**Exercise directions**
Pick out every line of the material below that contains the string "tall", matching case exactly. Copy each of those lines in full.

(Rows of box annotation data)
·····

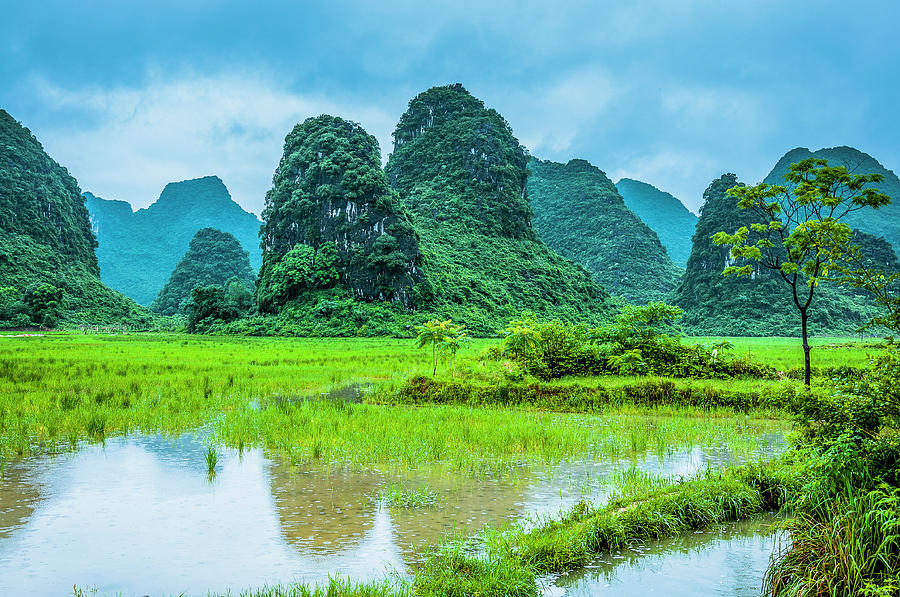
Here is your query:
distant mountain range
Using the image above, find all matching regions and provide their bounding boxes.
[763,146,900,254]
[7,92,900,335]
[0,110,149,324]
[616,178,697,268]
[84,176,262,305]
[528,159,681,304]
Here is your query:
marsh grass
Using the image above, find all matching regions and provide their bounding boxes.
[0,335,787,475]
[765,487,900,596]
[205,446,219,475]
[684,336,885,371]
[374,482,440,510]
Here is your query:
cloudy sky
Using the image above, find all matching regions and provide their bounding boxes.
[0,0,900,213]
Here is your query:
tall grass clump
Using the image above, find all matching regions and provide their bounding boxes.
[205,446,219,475]
[765,487,900,596]
[766,348,900,596]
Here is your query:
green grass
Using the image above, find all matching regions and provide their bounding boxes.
[375,483,440,510]
[685,336,883,371]
[0,334,844,597]
[0,335,787,474]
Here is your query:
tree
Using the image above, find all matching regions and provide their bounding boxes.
[712,158,891,386]
[25,282,66,328]
[0,286,22,321]
[500,311,541,359]
[837,242,900,333]
[441,324,469,377]
[416,319,468,377]
[187,284,240,333]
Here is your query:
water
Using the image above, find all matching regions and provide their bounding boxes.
[545,516,783,597]
[0,435,783,595]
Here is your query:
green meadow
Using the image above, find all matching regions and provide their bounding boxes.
[0,333,882,596]
[0,334,800,473]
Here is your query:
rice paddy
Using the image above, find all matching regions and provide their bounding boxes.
[0,334,879,595]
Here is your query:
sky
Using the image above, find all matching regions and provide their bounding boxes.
[0,0,900,214]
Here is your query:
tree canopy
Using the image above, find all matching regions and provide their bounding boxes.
[712,158,891,386]
[150,228,256,315]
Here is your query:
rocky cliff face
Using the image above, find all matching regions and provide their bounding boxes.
[258,115,423,311]
[0,110,147,323]
[673,174,896,336]
[386,84,612,334]
[0,110,97,273]
[387,84,534,239]
[528,159,681,304]
[85,176,262,305]
[616,178,697,267]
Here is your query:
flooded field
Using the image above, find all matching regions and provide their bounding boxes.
[545,516,784,597]
[0,434,785,595]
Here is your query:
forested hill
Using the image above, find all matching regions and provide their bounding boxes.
[616,178,697,267]
[672,174,898,336]
[150,228,256,315]
[528,159,681,303]
[763,146,900,254]
[85,176,262,305]
[257,114,427,313]
[0,110,147,325]
[386,84,610,333]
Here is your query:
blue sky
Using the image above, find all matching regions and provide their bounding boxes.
[0,0,900,213]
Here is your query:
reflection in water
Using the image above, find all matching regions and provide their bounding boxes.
[0,435,781,595]
[545,516,779,597]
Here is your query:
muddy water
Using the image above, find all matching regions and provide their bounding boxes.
[0,435,783,595]
[544,517,784,597]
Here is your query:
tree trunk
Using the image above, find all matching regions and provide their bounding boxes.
[800,309,812,388]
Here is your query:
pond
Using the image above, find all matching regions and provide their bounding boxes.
[0,434,784,595]
[545,515,784,597]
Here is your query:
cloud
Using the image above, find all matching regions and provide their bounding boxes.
[26,72,396,214]
[497,68,625,155]
[609,147,725,213]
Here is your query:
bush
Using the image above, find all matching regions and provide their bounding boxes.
[500,303,776,380]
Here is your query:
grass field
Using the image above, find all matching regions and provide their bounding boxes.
[0,335,786,473]
[0,333,879,596]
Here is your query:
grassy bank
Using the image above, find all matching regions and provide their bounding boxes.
[0,336,786,472]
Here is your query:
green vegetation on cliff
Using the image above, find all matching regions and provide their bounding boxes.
[150,228,256,315]
[257,115,428,312]
[616,178,697,267]
[673,174,898,336]
[528,159,681,303]
[763,146,900,250]
[84,176,262,305]
[0,110,148,326]
[386,84,610,334]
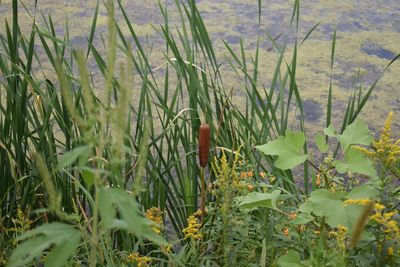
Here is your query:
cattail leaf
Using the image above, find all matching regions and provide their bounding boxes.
[58,146,90,170]
[7,222,81,267]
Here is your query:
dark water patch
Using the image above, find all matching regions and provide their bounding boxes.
[361,43,396,60]
[336,21,368,32]
[303,99,324,122]
[225,35,240,44]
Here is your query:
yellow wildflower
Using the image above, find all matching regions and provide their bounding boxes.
[182,211,203,240]
[282,227,289,236]
[369,207,400,239]
[146,207,163,234]
[127,252,151,267]
[289,211,297,220]
[258,172,267,179]
[344,199,371,206]
[336,225,347,251]
[387,247,394,258]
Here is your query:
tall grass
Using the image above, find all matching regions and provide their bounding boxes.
[0,0,388,264]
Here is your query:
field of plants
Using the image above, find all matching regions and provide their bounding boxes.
[0,0,400,267]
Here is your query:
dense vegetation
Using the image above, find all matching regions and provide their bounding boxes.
[0,0,400,267]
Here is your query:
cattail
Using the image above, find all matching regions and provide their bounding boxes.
[199,123,211,168]
[350,201,375,248]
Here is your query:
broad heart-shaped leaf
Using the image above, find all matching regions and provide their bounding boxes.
[99,188,168,245]
[256,131,307,170]
[278,250,309,267]
[236,190,281,210]
[324,124,337,137]
[338,119,373,152]
[335,148,377,177]
[315,133,329,153]
[7,222,81,267]
[299,189,363,229]
[346,185,379,199]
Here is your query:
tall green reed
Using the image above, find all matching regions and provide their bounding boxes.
[0,0,388,262]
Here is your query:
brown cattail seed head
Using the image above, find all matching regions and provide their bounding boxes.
[199,123,211,168]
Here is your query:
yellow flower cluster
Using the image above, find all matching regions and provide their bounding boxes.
[146,207,163,234]
[336,225,347,251]
[182,210,203,240]
[211,148,241,191]
[127,252,151,267]
[353,112,400,168]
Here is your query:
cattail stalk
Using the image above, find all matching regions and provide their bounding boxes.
[199,123,211,220]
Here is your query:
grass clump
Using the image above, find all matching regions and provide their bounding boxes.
[0,0,400,266]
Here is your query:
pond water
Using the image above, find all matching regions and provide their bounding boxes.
[0,0,400,134]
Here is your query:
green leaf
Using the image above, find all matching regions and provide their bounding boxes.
[7,222,81,267]
[324,124,337,137]
[315,133,329,153]
[256,131,307,170]
[290,213,314,225]
[236,190,281,210]
[299,189,362,229]
[99,188,168,245]
[338,119,373,152]
[278,250,307,267]
[58,146,90,170]
[346,185,379,199]
[82,167,95,189]
[335,148,377,177]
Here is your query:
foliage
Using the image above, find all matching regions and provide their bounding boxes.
[0,0,400,266]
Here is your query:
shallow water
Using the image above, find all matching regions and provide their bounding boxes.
[0,0,400,134]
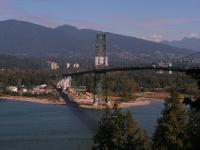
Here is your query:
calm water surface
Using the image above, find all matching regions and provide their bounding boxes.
[0,101,163,150]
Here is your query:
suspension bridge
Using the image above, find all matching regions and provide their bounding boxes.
[60,33,199,106]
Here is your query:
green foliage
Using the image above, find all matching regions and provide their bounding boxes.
[187,110,200,150]
[93,105,151,150]
[153,92,187,150]
[0,69,56,87]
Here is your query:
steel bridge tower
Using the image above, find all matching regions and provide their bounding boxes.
[94,32,108,105]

·····

**Task result**
tall grass clump
tall grass
tall green reed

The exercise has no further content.